»»

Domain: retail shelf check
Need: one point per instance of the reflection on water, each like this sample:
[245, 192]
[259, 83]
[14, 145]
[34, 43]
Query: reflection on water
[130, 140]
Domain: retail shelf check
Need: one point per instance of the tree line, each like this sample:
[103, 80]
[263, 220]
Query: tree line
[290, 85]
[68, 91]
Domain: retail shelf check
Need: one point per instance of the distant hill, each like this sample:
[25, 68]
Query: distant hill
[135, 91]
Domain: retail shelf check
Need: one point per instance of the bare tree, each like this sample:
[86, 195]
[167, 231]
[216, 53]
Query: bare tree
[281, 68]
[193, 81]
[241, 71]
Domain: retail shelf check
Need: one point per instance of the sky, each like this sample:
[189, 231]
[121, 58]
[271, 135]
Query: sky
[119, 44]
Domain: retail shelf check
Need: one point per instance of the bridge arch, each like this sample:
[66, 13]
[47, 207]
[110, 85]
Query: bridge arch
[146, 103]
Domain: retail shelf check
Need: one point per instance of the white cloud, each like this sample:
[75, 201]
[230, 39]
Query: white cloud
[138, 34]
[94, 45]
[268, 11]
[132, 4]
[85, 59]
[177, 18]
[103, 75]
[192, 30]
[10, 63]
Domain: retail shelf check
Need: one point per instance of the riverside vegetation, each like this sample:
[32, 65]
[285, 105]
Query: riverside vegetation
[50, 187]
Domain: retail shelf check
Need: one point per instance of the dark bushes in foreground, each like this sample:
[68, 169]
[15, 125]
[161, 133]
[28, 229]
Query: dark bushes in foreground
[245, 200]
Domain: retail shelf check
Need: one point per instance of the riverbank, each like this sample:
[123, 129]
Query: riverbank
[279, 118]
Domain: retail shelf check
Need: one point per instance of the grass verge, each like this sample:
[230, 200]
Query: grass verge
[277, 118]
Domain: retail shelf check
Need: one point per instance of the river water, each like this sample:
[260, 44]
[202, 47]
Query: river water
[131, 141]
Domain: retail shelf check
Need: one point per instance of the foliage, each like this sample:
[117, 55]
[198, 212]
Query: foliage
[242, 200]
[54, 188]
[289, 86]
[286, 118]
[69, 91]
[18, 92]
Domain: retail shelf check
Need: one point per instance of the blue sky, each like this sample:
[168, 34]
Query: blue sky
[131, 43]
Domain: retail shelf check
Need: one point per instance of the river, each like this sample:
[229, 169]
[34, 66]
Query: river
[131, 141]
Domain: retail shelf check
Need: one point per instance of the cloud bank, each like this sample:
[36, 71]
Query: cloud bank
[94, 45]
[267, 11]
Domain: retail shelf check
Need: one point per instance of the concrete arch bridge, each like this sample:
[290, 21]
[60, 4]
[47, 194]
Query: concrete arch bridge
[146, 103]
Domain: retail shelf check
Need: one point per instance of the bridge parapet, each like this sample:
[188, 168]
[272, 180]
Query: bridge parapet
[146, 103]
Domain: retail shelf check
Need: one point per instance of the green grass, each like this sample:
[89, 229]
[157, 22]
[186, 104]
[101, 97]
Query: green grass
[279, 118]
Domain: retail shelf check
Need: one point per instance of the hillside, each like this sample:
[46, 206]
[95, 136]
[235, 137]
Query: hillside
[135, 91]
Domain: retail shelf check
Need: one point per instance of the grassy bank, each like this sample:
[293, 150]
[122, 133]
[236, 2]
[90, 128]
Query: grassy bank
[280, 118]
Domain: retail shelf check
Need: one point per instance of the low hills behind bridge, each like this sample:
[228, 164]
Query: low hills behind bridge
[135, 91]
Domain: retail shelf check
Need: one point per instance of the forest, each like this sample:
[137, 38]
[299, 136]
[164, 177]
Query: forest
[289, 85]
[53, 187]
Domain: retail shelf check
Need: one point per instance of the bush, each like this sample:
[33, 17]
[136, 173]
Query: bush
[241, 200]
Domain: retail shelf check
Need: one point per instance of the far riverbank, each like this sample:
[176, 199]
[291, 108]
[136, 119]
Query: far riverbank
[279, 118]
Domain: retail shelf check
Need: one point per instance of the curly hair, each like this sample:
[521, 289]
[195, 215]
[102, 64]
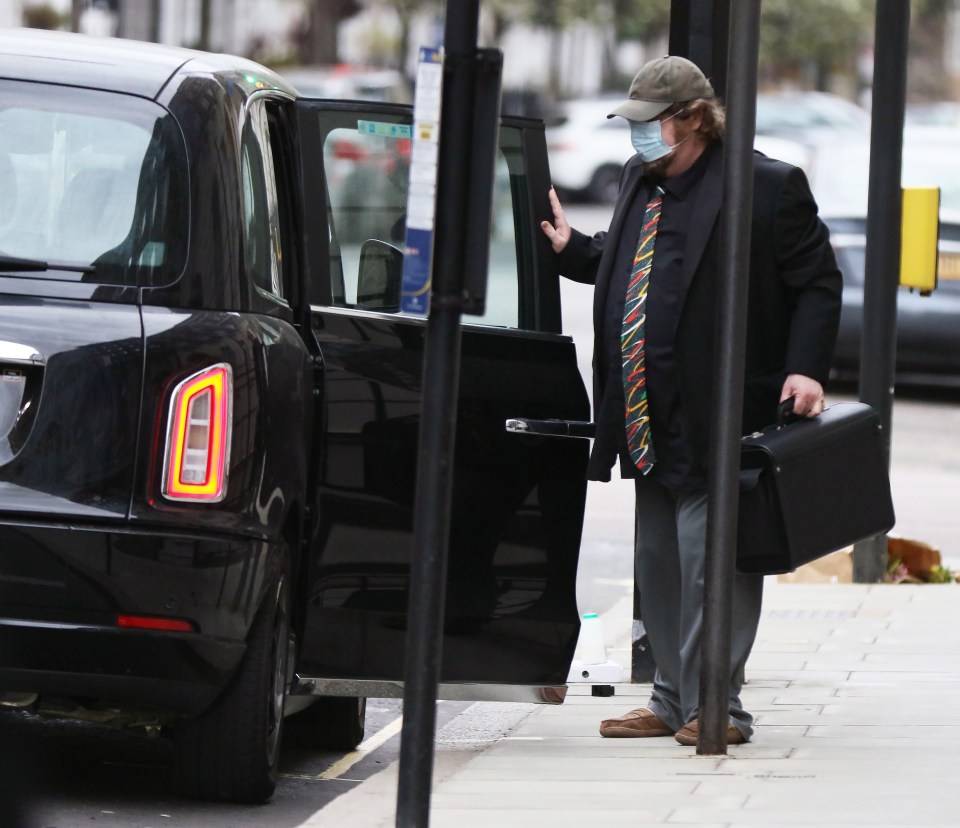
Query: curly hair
[714, 123]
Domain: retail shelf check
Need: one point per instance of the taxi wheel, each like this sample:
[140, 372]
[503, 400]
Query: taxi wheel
[230, 753]
[331, 722]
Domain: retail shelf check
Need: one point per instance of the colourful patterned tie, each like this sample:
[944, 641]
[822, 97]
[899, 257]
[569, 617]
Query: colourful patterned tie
[633, 340]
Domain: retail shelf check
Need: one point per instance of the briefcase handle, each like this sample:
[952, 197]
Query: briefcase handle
[785, 413]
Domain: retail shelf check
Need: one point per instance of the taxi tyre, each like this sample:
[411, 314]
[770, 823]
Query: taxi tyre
[331, 722]
[230, 752]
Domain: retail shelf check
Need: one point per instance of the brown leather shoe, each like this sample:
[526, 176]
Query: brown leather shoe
[636, 723]
[687, 735]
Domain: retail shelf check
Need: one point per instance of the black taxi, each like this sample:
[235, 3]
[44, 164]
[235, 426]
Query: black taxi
[210, 402]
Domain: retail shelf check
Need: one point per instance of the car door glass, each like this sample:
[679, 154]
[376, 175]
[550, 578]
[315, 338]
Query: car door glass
[366, 163]
[93, 183]
[259, 188]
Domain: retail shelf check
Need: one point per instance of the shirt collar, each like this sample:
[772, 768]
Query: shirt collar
[679, 186]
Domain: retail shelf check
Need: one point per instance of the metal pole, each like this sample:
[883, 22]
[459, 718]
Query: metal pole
[878, 344]
[441, 369]
[699, 32]
[723, 499]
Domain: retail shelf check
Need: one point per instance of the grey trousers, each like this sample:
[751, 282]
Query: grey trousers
[670, 559]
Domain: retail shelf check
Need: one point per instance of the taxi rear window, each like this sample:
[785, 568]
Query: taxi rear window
[93, 186]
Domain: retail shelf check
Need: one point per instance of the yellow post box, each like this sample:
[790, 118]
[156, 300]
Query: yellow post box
[920, 234]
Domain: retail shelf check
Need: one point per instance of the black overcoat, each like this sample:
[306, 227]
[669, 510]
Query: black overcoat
[792, 313]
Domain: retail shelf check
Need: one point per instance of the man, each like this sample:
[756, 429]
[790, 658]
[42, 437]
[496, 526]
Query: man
[657, 274]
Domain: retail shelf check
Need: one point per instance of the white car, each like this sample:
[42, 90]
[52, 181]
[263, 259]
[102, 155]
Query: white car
[587, 150]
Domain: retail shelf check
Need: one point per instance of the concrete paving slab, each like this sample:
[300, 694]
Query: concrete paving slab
[827, 673]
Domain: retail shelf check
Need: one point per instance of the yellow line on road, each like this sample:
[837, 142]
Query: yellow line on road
[383, 735]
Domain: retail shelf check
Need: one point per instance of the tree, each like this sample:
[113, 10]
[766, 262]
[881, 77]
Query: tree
[811, 41]
[928, 78]
[317, 39]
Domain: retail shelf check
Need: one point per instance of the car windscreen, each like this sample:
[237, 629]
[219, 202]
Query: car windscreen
[93, 187]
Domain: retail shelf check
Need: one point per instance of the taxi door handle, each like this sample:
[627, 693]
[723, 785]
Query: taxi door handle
[551, 428]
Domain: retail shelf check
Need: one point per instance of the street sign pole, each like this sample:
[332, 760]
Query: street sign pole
[878, 344]
[723, 484]
[469, 117]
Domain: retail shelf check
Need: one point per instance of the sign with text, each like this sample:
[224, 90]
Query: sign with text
[422, 188]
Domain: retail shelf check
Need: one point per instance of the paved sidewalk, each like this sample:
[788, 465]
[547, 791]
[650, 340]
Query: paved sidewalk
[855, 691]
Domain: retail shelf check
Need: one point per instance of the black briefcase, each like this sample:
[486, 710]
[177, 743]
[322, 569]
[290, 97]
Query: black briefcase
[811, 486]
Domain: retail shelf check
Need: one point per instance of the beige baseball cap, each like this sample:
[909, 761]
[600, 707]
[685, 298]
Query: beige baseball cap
[659, 84]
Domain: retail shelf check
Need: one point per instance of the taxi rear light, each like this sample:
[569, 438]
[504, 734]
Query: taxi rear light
[197, 448]
[149, 622]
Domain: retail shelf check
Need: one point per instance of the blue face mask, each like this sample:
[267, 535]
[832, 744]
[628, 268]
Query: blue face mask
[647, 139]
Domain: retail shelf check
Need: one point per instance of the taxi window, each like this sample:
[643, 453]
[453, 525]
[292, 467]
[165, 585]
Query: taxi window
[366, 170]
[92, 181]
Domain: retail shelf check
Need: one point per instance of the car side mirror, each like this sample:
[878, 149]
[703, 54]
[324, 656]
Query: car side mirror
[381, 272]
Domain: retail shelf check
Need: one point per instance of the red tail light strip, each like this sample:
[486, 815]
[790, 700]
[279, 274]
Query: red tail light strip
[145, 622]
[197, 449]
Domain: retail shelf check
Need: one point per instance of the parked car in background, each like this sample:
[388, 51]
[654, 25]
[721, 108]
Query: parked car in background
[794, 113]
[588, 150]
[347, 81]
[928, 327]
[934, 113]
[210, 408]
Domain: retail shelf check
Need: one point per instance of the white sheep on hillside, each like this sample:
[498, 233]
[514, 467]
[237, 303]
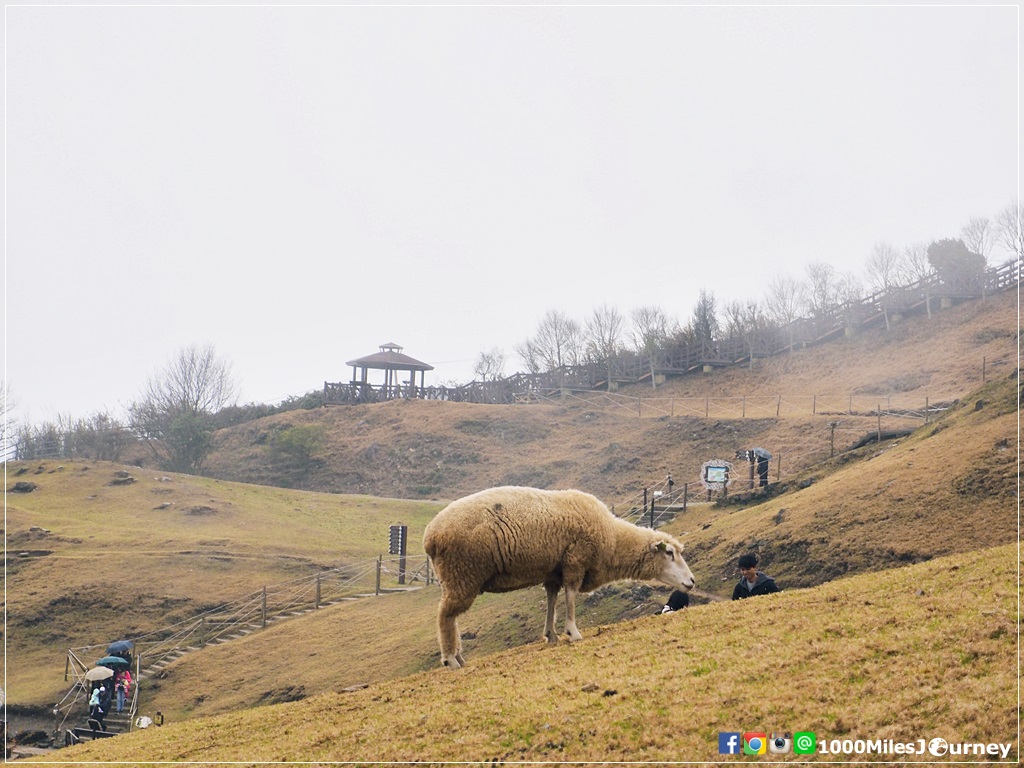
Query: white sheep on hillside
[510, 538]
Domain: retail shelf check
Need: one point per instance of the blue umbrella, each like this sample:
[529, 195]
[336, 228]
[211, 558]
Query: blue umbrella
[113, 662]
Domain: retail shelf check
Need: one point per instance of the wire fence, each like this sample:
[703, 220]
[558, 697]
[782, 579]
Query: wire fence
[258, 609]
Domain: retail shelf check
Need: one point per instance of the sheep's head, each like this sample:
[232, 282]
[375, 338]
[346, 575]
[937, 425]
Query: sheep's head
[671, 567]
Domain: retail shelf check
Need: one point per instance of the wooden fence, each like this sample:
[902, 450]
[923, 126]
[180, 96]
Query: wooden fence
[628, 367]
[257, 609]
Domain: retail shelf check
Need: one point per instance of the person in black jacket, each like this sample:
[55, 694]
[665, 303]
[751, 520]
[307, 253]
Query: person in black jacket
[753, 582]
[677, 601]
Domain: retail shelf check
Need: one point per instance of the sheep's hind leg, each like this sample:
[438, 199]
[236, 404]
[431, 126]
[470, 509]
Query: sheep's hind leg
[570, 627]
[549, 628]
[448, 629]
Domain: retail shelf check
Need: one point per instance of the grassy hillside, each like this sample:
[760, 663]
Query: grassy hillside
[114, 561]
[916, 652]
[950, 486]
[877, 509]
[418, 450]
[93, 554]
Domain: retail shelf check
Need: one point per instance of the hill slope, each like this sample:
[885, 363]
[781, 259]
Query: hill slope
[867, 512]
[879, 656]
[444, 451]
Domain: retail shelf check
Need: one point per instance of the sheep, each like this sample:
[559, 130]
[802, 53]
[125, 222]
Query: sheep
[509, 538]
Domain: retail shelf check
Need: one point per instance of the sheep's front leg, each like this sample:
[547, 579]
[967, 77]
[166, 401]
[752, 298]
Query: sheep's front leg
[448, 629]
[570, 628]
[549, 627]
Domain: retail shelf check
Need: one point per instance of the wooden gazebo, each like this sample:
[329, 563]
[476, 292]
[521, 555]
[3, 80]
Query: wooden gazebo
[392, 361]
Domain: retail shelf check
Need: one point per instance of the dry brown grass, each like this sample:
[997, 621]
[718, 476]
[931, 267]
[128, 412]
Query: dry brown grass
[114, 565]
[914, 652]
[949, 488]
[444, 451]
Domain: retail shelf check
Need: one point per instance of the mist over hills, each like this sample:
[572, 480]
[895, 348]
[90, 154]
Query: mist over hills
[946, 489]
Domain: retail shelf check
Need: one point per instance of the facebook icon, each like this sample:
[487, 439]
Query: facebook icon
[728, 743]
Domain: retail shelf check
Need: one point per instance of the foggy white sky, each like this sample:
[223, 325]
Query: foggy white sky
[297, 185]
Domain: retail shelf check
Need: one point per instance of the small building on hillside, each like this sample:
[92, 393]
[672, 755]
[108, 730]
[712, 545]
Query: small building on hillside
[394, 364]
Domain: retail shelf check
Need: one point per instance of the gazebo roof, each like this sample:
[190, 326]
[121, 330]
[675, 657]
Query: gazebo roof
[390, 357]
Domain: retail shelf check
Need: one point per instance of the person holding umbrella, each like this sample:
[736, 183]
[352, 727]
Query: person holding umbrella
[122, 686]
[96, 710]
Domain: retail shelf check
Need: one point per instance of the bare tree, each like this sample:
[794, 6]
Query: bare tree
[914, 267]
[174, 415]
[603, 335]
[884, 273]
[491, 365]
[745, 320]
[705, 321]
[978, 237]
[784, 299]
[1009, 230]
[651, 330]
[558, 342]
[821, 294]
[7, 424]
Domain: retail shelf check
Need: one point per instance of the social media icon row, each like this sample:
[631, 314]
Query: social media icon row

««

_Exercise prompt_: Go through the entries above and copy each line holding the string "social".

_Exercise response_:
Need: one point per instance of the social media icon row, each like this sample:
Query: social media icon row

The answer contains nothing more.